Can you filter the data below and copy out every line containing the word "table"? Treat the match as case-sensitive.

(Data excerpts):
===
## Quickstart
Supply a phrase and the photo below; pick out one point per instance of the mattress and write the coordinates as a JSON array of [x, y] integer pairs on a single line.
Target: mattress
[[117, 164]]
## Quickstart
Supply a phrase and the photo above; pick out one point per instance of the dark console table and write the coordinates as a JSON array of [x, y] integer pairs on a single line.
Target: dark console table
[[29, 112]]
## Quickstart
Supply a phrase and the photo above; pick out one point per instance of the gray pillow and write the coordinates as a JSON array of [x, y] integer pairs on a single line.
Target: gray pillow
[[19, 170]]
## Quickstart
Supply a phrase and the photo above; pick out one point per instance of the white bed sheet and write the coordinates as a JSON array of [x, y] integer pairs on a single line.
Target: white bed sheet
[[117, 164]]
===
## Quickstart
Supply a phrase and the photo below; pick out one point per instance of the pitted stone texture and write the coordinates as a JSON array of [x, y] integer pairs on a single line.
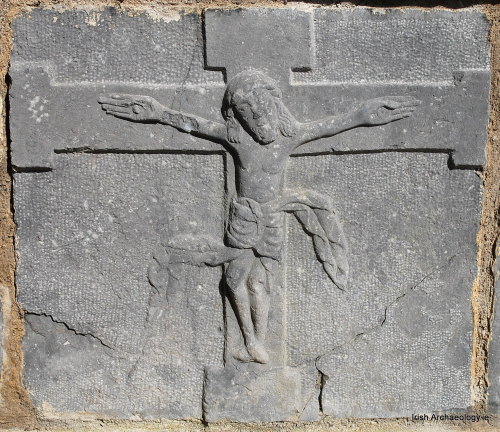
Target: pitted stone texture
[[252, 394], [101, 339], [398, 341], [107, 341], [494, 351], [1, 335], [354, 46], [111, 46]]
===
(Exercise response):
Supply a phrase and the photo above; pick out one point per instance of the dark console table and write the coordinates as a JSON array of [x, y] integer pairs on a single line.
Target: dark console table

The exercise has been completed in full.